The
Wife of a Former Protestant Pastor Speaks Out
Patricia Dixon
Patricia Dixon is a freelance writer and the mother of four. Her
husband was a Protestant pastor before the family entered the Catholic
Church.
Why A Married Priesthood Won't Remedy the Priest Shortage
Would the Church be better served if priests were married? Those who
propose lifting the celibacy requirement claim that this change would
bring about a great increase in vocations, would provide parishes with
priests who better understand the problems of family life, would make
the priests themselves happier, and would generally improve the Church
all around. It sounds lovely. But the advocates of a married clergy
need to give a little more thought to the real consequences of their
blithe slogans. Perhaps they will listen to a wife who has been there.
Let us consider a typical, moderately large parish in an affluent
American community, in which three priests live in a rectory that also
houses the parish office. What changes would have to be made if the
priests of this parish were married?
First, there would have to be many more priests at the parish. A celibate
man can give all his time to the parish; a married man must give priority
to his family. So these three priests must become five or six, leaving
the "priest shortage" right where it was, even if the removal
of the celibacy rule doubles the number of priests in America.
But that's only the beginning. The stipend of a priest is nowhere
near enough to support a family; it's not even half enough. The salary
of a married priest would have to be about three times the current
stipend in order to keep a priest's family
above the federal poverty line. (Would young men flock to the priesthood
so they can support their families in near-poverty?) If the parish
does not want the priest and his family to be the poorest family in
the neighborhood, probably unable to afford even to send their children
to the parish school, the salary would have to be higher still. Now
figure in health insurance premiums for a wife and several children
per priest.
And, of course, those six families can't all live in that rectory,
and the parish offices can't be in the home of just one of them. So
we now need six houses, and extra space somewhere else, to replace
the one rectory. If the priests are expected to furnish their own housing,
their salary will have to be increased even more.
========
Work order 1 — The article on a married priesthood lists what those who want to lift the celibacy requirement say the change would bring. Give each claimed benefit.
Work order 2 — From the article on a married priesthood, extract the passage from "Why A Married" up to and including "parish were married?".

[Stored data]
========
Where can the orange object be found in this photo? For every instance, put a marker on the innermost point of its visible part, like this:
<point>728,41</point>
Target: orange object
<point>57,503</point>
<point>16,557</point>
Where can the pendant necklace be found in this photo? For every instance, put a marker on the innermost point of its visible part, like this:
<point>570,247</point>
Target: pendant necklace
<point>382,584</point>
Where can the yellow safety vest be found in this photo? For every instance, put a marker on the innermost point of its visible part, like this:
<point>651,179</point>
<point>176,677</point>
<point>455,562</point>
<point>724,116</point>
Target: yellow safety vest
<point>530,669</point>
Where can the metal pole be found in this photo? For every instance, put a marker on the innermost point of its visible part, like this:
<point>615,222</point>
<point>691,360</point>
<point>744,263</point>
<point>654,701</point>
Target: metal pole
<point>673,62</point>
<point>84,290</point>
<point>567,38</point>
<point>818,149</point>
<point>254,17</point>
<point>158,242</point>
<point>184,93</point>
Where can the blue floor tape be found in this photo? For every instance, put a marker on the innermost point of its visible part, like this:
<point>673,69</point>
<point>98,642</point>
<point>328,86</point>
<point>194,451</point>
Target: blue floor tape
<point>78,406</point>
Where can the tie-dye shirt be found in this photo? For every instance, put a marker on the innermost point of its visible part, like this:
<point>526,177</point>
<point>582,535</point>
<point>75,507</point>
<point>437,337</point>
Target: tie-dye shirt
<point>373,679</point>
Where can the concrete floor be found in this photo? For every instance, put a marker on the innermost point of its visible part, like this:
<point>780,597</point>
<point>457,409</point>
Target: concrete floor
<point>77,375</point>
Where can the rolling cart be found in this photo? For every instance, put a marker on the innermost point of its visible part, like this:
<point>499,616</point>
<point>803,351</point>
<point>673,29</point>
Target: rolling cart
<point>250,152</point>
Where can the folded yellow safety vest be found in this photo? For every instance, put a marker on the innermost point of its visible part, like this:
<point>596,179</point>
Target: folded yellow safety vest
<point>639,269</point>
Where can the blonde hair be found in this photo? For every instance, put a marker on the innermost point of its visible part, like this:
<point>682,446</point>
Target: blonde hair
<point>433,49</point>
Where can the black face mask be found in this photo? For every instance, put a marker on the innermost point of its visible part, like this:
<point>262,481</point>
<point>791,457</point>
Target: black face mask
========
Exercise solution 1 —
- A great increase in vocations
- Parishes with priests who better understand the problems of family life
- Happier priests
- A general improvement of the Church all around

Exercise solution 2 —
Why A Married Priesthood Won't Remedy the Priest Shortage
Would the Church be better served if priests were married? Those who
propose lifting the celibacy requirement claim that this change would
bring about a great increase in vocations, would provide parishes with
priests who better understand the problems of family life, would make
the priests themselves happier, and would generally improve the Church
all around. It sounds lovely. But the advocates of a married clergy
need to give a little more thought to the real consequences of their
blithe slogans. Perhaps they will listen to a wife who has been there.
Let us consider a typical, moderately large parish in an affluent
American community, in which three priests live in a rectory that also
houses the parish office. What changes would have to be made if the
priests of this parish were married?